About this task.
Rewrite the items from the start through the line containing "512L193 508H184L178 517H192L190" and swap each occurrence of "positive" for "negative". Leave everything else unchanged.

(Stored records)
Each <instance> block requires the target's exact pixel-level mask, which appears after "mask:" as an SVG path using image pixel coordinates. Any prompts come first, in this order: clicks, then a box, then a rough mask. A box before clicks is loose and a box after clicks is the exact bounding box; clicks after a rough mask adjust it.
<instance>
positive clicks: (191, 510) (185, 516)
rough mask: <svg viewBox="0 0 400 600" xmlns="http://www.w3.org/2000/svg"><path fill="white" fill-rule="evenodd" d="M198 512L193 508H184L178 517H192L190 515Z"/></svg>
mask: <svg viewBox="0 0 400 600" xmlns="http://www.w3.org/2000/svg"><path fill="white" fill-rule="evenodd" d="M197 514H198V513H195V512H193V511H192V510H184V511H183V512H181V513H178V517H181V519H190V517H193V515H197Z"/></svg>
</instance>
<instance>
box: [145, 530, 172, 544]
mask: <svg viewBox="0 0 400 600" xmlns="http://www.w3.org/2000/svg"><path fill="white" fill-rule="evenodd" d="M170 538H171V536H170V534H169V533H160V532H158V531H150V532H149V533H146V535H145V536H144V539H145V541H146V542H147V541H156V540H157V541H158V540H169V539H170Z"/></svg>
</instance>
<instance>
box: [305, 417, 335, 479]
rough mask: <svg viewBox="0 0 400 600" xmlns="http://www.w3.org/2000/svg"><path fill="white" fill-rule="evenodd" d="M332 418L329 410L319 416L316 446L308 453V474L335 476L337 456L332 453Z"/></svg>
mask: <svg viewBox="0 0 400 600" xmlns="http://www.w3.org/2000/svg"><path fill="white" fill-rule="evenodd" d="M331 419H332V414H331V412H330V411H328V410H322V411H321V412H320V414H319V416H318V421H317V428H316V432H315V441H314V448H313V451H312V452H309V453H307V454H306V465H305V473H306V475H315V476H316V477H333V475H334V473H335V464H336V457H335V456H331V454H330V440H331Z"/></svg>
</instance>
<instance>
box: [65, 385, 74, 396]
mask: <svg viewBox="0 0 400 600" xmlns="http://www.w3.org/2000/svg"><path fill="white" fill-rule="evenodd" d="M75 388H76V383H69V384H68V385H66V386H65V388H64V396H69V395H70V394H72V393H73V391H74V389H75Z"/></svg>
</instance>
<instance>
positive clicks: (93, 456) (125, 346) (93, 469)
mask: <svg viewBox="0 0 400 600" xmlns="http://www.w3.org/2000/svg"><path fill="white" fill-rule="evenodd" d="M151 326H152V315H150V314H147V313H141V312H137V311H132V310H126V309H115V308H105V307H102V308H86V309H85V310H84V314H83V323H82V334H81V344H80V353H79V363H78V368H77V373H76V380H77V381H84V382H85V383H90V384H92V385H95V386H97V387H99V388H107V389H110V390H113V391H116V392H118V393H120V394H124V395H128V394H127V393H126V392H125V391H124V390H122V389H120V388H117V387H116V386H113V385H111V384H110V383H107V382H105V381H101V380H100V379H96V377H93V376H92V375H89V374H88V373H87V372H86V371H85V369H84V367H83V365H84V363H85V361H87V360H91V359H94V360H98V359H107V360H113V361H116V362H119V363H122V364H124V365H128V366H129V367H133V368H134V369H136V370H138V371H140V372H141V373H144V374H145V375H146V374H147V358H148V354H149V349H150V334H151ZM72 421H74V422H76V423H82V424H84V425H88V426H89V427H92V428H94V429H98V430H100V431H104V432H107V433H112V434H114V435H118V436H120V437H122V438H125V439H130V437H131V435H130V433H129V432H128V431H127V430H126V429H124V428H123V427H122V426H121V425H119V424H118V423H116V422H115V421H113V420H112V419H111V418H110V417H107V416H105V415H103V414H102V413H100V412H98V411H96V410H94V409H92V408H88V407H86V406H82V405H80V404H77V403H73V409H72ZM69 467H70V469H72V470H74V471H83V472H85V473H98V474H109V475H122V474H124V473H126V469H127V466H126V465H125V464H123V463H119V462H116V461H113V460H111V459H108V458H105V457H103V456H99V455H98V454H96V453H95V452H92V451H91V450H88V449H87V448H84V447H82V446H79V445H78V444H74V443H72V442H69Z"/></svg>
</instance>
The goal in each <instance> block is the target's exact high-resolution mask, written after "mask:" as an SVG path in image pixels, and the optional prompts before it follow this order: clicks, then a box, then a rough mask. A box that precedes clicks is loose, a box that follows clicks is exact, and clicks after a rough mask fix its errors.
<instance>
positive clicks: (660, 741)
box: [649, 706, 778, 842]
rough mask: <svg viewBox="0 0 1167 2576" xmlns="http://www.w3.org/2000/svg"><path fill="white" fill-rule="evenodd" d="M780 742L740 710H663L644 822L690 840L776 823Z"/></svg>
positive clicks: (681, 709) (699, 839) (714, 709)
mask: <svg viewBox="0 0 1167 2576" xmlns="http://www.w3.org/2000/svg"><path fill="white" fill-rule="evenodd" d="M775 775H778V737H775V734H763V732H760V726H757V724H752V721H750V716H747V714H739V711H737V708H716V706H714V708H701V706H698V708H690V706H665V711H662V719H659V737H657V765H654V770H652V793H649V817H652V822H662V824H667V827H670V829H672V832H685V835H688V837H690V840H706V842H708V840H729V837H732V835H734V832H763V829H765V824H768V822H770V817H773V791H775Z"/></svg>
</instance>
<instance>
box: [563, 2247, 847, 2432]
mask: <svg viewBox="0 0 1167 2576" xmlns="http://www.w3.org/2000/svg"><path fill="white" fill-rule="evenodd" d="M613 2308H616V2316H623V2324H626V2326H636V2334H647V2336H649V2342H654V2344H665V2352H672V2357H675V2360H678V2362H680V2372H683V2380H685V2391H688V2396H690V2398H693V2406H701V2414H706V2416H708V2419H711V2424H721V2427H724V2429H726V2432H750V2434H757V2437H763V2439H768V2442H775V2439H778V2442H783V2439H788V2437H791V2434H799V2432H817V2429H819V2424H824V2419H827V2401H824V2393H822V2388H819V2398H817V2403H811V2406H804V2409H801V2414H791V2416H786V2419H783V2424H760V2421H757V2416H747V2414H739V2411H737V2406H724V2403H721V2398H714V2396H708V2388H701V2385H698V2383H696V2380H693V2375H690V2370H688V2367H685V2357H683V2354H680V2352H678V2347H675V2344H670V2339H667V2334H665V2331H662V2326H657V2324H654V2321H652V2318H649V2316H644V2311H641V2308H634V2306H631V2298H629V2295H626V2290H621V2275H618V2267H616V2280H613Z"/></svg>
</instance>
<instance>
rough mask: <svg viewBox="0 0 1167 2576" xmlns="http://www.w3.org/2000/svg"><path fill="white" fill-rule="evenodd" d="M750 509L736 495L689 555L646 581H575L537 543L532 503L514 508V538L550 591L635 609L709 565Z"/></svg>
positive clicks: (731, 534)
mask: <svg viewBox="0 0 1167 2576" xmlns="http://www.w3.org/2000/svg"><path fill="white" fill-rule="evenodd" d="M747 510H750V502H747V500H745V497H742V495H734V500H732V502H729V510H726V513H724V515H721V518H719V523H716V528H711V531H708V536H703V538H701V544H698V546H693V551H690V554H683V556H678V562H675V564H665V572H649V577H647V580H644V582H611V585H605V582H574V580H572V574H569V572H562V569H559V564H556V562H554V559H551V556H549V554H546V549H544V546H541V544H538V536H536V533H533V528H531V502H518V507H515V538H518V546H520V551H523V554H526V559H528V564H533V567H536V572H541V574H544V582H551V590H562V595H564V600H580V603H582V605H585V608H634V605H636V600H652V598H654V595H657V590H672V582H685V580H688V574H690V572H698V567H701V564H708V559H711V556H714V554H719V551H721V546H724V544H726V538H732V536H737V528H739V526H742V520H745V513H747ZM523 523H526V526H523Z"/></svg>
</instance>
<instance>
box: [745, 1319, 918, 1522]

Exercise response.
Each <instance> block requires the target's exact pixel-level mask, which appears after "mask:" as an SVG path using image pixel coordinates. Any prompts come first, in this order: clicks, then a box, then a rough mask. A box before clicks is loose and a box after clicks is the exact bounding box; clicks after a rough mask adjust it.
<instance>
negative clicks: (191, 510) (185, 516)
rough mask: <svg viewBox="0 0 400 600" xmlns="http://www.w3.org/2000/svg"><path fill="white" fill-rule="evenodd" d="M198 512L193 508H184L178 517H192L190 515Z"/></svg>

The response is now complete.